## start SOURCE DATA
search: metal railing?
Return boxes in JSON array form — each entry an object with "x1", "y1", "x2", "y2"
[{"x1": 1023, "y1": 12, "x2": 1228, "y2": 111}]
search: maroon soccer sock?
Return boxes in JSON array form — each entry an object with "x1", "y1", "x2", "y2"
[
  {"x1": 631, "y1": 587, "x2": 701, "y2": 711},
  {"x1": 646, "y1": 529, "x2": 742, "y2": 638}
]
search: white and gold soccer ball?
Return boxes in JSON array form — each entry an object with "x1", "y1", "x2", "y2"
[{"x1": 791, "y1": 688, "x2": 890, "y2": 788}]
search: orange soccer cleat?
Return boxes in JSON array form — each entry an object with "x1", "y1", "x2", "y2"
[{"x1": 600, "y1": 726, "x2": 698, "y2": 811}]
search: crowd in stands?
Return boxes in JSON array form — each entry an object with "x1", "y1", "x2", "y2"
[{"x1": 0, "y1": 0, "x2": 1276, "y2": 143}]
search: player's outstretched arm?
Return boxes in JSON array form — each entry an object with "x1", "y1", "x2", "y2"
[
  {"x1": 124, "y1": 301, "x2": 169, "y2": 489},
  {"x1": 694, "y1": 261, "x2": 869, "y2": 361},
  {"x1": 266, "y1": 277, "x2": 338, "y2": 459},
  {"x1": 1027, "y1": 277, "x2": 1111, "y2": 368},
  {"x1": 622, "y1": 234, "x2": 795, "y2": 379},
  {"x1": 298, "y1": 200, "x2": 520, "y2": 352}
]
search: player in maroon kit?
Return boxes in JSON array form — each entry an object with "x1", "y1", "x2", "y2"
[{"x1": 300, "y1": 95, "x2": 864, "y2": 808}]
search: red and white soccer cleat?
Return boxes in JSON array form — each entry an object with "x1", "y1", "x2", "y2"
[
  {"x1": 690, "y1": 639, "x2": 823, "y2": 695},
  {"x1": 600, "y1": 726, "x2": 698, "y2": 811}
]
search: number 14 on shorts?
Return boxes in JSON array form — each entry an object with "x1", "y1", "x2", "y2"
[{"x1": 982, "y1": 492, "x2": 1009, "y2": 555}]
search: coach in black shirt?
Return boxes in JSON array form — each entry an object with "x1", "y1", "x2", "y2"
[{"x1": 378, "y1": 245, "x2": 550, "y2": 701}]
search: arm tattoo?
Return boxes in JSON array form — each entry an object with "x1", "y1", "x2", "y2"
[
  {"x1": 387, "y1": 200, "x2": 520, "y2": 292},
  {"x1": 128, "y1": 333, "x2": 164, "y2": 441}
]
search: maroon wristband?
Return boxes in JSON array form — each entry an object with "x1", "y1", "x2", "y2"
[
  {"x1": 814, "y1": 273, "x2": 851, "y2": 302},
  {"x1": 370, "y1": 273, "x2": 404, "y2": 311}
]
## end SOURCE DATA
◆ **TASK STATEMENT**: Reproduce every line of the records above, character for character, without changing anything.

◆ **TASK ANSWER**:
search: metal railing?
Return boxes in JSON array form — each entry an object with "x1", "y1", "x2", "y2"
[{"x1": 1023, "y1": 12, "x2": 1228, "y2": 111}]
search: maroon soccer sock?
Return boxes in JSON array form — each entry an object with "x1", "y1", "x2", "y2"
[
  {"x1": 631, "y1": 587, "x2": 701, "y2": 711},
  {"x1": 646, "y1": 529, "x2": 742, "y2": 638}
]
search: white and gold soccer ball?
Return boxes in JSON array form — each entry an object with "x1", "y1", "x2", "y2"
[{"x1": 791, "y1": 688, "x2": 890, "y2": 788}]
search: orange soccer cleat?
Return boxes in JSON array form — each entry an object with "x1", "y1", "x2", "y2"
[{"x1": 600, "y1": 726, "x2": 698, "y2": 811}]
search: crowd in stands?
Return boxes in JSON array form — each entry an object with "x1", "y1", "x2", "y2"
[{"x1": 0, "y1": 0, "x2": 1276, "y2": 143}]
search: player's outstretched arm?
Return boxes in JSON array form — each entry an object with "x1", "y1", "x2", "y2"
[
  {"x1": 124, "y1": 301, "x2": 169, "y2": 489},
  {"x1": 694, "y1": 261, "x2": 869, "y2": 361},
  {"x1": 266, "y1": 277, "x2": 338, "y2": 459},
  {"x1": 1027, "y1": 277, "x2": 1111, "y2": 368},
  {"x1": 622, "y1": 234, "x2": 795, "y2": 379},
  {"x1": 298, "y1": 200, "x2": 520, "y2": 352}
]
search: player in maroon kit?
Return boxes in JSON array form — each entry an object with "x1", "y1", "x2", "y2"
[{"x1": 300, "y1": 95, "x2": 864, "y2": 808}]
search: red and white soccer cleat?
Return boxes in JSON array form — each entry an object with "x1", "y1", "x2", "y2"
[
  {"x1": 690, "y1": 639, "x2": 823, "y2": 695},
  {"x1": 600, "y1": 726, "x2": 698, "y2": 811}
]
search: number 14 on shorts?
Return boxes in JSON array form — each entry an object with "x1", "y1", "x2", "y2"
[{"x1": 982, "y1": 492, "x2": 1009, "y2": 555}]
search: coach in black shirt?
Return boxes in JSON array form — each entry an object with "x1", "y1", "x2", "y2"
[{"x1": 378, "y1": 245, "x2": 550, "y2": 701}]
search: arm tattoo?
Return boxes in JSON array form — each entry an object with "x1", "y1", "x2", "y2"
[
  {"x1": 387, "y1": 200, "x2": 520, "y2": 292},
  {"x1": 128, "y1": 333, "x2": 164, "y2": 441}
]
search: maroon wristband?
Return boxes in JSON array form — each entry an object with "x1", "y1", "x2", "y2"
[
  {"x1": 814, "y1": 273, "x2": 851, "y2": 302},
  {"x1": 370, "y1": 273, "x2": 404, "y2": 311}
]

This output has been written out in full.